Please reproduce every record, keeping each one exactly as written.

Stored dataset items:
##############################

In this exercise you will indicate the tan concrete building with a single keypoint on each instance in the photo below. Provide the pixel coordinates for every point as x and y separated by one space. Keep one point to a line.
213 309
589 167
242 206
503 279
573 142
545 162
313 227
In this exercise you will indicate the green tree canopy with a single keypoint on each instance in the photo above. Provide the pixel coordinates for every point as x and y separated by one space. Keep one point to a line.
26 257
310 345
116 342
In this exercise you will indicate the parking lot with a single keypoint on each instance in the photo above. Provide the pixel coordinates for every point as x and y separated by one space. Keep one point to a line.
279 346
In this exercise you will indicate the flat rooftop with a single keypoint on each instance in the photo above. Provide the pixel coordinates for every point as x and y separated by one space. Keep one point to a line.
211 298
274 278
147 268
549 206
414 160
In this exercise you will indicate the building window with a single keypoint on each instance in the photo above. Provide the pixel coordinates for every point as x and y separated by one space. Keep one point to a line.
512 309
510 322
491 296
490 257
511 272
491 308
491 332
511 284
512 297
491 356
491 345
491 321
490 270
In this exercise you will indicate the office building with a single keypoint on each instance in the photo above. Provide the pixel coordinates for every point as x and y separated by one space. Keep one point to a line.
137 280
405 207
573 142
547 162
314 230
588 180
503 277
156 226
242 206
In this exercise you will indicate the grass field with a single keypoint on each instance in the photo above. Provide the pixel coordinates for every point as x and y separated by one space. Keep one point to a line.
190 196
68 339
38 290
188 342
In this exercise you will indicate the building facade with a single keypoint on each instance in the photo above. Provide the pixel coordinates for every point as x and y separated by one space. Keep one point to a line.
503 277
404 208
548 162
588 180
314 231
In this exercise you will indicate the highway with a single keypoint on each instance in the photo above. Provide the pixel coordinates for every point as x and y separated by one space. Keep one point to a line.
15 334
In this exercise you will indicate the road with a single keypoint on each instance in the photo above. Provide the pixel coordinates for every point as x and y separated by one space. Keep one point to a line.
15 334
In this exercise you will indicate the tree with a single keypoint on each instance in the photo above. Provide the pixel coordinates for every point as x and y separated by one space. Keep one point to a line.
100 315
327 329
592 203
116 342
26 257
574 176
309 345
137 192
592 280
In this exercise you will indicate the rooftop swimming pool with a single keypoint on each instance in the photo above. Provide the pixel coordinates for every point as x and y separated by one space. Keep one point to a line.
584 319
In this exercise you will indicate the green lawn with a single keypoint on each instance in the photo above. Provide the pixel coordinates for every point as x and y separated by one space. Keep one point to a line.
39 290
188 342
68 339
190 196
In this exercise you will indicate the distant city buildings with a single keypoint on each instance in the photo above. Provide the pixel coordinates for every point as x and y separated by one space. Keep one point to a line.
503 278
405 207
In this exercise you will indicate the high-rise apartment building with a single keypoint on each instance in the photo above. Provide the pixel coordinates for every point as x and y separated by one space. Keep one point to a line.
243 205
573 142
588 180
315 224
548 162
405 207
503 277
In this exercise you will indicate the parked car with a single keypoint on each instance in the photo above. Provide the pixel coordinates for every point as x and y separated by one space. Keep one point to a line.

##############################

**Answer to the exercise:**
In this exercise you will indicate the tan concrete building with a single keypoint on each instance in the photo below. Provide the pixel coordinates for every point as x and y separated by one space. Keep one point to a line.
213 309
589 167
242 206
503 279
573 142
545 162
313 227
In this exercise you will indicate the green tree canopy with a single keypoint on each instance in the photo above. Provide the pixel coordinates for every point as x and y separated by one space. Keep one point to a line.
26 257
310 345
116 342
In this exercise you will indicate the parking lot with a single keypoint on each instance in the photo above. Provide the pixel coordinates for every point as x and y separated by one space. Keep one point to a line.
279 346
In this exercise you will indicate the flat rooftop with a single keypoint on each instance in the photo above. Provide the pixel coordinates for every point as x and y separated by one space. Keep one point to a line.
211 298
274 278
147 268
549 206
414 160
In this exercise you will indicate the building window with a single keypoint on each instance in the photo above. Provide the pixel coordinates for every point as x and y separated by one space. Keep one point to a line.
512 309
510 322
491 296
490 257
511 272
491 308
491 332
511 284
512 297
491 356
491 345
491 321
490 270
In this exercise you will indicate the office building with a single keypoint on each instance in the photo above. Provide the pixel coordinates for every point as x and y separated by one space. Keep one point to a line.
137 280
405 207
573 142
547 162
314 230
588 180
503 277
156 226
242 206
In this exercise you will indicate the grass field with a single keypoint on each instance in the photo above. Provide the pixel coordinates for every point as x and y separated by one space. Keep one point to a line.
190 196
68 339
38 290
188 342
In this exercise you will indicate the building facade with a single keypoint on each instance in the photo above. Provide the pixel coordinates for every point as x and y separated by one space. Keep one point to a line.
503 277
404 208
548 162
588 180
314 231
In this exercise you will indicate the highway with a single keypoint on each instance in the photo above. Provide the pixel coordinates for every point as x and y separated by one space. Keep one point to a line.
15 334
In this exercise you will indicate the road with a single keypoint on each instance in the photo above. Provide the pixel coordinates for every point as x and y separated by one space. Keep one point to a line.
15 334
In this exercise you will indicate the tree with a single keypoint on each instance in the photo above. Provide the pixel coordinates for every point as x and y separated by one space. Keep one point to a line.
100 315
327 329
592 203
116 342
26 257
574 176
309 345
137 192
592 280
In this exercise you will indicate the rooftop swimming pool with a single keypoint on each instance in the photo above. Provide the pixel coordinates for every point as x and y separated by one space. Keep one point to a line.
584 319
In this exercise you will indicate the green lawn with a single keypoint on each instance in the photo above. Provide the pixel coordinates for every point as x and y separated by one space. Keep one point to a line.
39 290
188 342
68 339
190 196
In this exercise you will indicate the distant city buildings with a single keypoint on each instance in the photo above. Provide the pixel coordinates for every point as x and y separated by one space. Keep one point to a line.
503 278
405 207
In this exercise you will indicate the high-rise apartment building with a single keypoint on each instance in the photo above. Provide the pixel coordinates for every point as x and y separated by one space. Keep one point to a line.
243 205
573 142
588 180
315 224
548 162
405 207
503 277
In this exercise you will indicate the parked car with a single keypoint on each instance in the photo above. Provide the pixel coordinates for every point as x and y separated by one space. Keep one point to a line.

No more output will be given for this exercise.